DOCUMENT
━━━━━━━━━━━━━━━━━━━━━━━━━━━━━━
LA BOITE A JOUJOUX

La boite a joujouxLe 6 décembre prochain, j’emmène le Grand assister au concert de la Boîte à Joujoux à la Maison de la Radio. C’est un concert que j’ai eu envie de « préparer », parce que je ne crois pas que ce soit une œuvre si facile que ça. Si je mets des guillemets, c’est que j’avais déjà pris un peu d’avance avec l’émission que lui a consacré Philippe Cassard dans Le Matin des musiciens pour les fêtes 2013. Ici j’ai surtout essayé de comparer les versions disponibles, histoire de permettre au Grand d’anticiper.

HISTOIRE ET VERSION

Avec La Boîte à Joujoux Debussy a créé un ballet pour enfants, d’abord pour piano, dédié, comme Children’s Corner, à sa fille Chouchou. L’intrigue : Dans une boîte à jouets, les amours d’un soldat, d’une poupée et d’un Polichinelle. L’histoire consiste plutôt en des indications de Debussy, ce qui laisse le champ libre à de nouvelles créations.
━━━━━━━━━━━━━━━━━━━━━━━━━━━━━━
DONNÉES ENREGISTRÉES
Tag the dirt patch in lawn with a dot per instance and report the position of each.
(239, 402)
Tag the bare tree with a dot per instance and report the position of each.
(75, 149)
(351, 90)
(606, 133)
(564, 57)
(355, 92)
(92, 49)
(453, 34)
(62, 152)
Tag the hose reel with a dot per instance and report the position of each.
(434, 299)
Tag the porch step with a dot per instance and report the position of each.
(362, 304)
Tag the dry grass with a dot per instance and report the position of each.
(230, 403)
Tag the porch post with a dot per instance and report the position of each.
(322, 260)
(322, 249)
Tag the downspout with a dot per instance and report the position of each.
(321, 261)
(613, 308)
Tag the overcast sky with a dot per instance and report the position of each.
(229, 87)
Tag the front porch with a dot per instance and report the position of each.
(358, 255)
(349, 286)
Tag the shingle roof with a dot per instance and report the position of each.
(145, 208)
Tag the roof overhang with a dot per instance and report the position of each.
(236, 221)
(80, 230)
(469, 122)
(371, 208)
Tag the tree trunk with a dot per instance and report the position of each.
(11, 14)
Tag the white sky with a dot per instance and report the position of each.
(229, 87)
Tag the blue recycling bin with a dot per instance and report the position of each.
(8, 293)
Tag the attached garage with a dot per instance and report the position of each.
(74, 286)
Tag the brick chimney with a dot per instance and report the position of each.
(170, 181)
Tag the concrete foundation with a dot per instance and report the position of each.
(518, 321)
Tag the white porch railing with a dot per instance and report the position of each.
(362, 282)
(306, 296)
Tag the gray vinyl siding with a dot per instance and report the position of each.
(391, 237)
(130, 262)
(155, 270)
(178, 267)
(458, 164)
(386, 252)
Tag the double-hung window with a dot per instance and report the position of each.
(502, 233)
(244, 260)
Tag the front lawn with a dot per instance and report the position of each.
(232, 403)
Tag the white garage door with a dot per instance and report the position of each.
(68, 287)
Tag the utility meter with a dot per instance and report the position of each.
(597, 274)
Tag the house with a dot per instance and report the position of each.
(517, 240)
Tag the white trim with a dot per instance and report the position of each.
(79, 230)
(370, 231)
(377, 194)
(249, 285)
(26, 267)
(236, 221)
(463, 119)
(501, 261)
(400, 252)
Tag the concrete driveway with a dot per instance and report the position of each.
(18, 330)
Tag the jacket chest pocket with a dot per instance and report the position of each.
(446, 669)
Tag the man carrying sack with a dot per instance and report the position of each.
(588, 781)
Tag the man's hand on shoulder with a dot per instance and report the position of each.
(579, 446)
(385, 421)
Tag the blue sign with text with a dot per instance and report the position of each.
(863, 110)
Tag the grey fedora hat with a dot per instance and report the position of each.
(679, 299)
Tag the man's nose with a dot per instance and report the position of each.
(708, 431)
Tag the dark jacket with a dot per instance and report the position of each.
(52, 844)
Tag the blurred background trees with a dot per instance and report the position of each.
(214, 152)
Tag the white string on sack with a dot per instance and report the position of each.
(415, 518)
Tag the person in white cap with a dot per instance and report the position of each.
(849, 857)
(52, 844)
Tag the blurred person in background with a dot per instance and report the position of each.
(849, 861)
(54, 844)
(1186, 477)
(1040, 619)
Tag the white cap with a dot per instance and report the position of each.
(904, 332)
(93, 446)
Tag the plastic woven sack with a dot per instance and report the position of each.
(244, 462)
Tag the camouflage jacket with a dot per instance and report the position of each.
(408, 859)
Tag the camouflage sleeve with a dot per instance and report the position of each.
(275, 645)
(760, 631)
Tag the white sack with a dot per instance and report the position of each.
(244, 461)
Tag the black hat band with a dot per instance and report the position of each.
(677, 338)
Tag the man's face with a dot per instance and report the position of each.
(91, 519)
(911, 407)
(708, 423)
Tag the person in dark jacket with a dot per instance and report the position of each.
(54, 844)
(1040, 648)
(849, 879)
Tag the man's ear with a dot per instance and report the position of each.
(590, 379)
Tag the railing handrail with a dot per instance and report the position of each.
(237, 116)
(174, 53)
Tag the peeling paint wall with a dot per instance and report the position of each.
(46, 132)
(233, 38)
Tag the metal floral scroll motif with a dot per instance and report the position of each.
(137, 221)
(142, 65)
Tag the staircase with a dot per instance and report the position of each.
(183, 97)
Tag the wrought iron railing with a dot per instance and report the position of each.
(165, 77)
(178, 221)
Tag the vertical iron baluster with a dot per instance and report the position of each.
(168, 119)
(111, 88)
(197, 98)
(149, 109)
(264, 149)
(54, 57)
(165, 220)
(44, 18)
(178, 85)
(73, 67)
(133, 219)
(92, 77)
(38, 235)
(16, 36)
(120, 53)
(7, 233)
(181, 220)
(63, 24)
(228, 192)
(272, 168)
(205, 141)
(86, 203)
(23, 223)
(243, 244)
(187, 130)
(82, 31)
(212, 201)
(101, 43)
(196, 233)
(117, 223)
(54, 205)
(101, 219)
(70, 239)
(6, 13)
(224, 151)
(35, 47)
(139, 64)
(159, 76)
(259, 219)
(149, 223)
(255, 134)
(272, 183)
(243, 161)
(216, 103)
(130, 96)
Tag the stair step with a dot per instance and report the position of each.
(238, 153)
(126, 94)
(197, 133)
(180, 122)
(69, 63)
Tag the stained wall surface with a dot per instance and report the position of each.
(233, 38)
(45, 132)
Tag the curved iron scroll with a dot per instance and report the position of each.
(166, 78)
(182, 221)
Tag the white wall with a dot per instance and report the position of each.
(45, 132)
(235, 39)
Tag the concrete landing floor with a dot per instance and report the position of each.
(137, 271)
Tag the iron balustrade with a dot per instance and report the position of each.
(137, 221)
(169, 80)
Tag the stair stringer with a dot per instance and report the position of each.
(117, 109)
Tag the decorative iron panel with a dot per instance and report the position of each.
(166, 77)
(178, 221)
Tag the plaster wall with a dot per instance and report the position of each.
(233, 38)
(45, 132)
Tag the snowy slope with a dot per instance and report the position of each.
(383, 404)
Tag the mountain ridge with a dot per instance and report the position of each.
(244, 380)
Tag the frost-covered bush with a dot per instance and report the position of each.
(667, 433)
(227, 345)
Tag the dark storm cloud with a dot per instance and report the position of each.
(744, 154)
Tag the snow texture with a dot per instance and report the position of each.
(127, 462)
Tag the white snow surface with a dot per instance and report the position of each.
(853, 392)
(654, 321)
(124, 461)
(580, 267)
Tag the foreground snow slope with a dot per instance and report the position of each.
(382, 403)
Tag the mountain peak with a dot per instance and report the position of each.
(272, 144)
━━━━━━━━━━━━━━━━━━━━━━━━━━━━━━
CONSIGNE DONNÉE 1
D'après le document, pourquoi le mot « préparer » figure-t-il entre guillemets ?
CONSIGNE DONNÉE 2
Transcrivez fidèlement le passage du document qui va de « La boite a joujouxLe » jusqu'à « au Grand d’anticiper. ».

RÉSULTAT FINAL 1
Une certaine avance avait déjà été prise grâce à l'émission que Philippe Cassard a consacrée à l'œuvre dans Le Matin des musiciens pour les fêtes 2013.

RÉSULTAT FINAL 2
La boite a joujouxLe 6 décembre prochain, j’emmène le Grand assister au concert de la Boîte à Joujoux à la Maison de la Radio. C’est un concert que j’ai eu envie de « préparer », parce que je ne crois pas que ce soit une œuvre si facile que ça. Si je mets des guillemets, c’est que j’avais déjà pris un peu d’avance avec l’émission que lui a consacré Philippe Cassard dans Le Matin des musiciens pour les fêtes 2013. Ici j’ai surtout essayé de comparer les versions disponibles, histoire de permettre au Grand d’anticiper.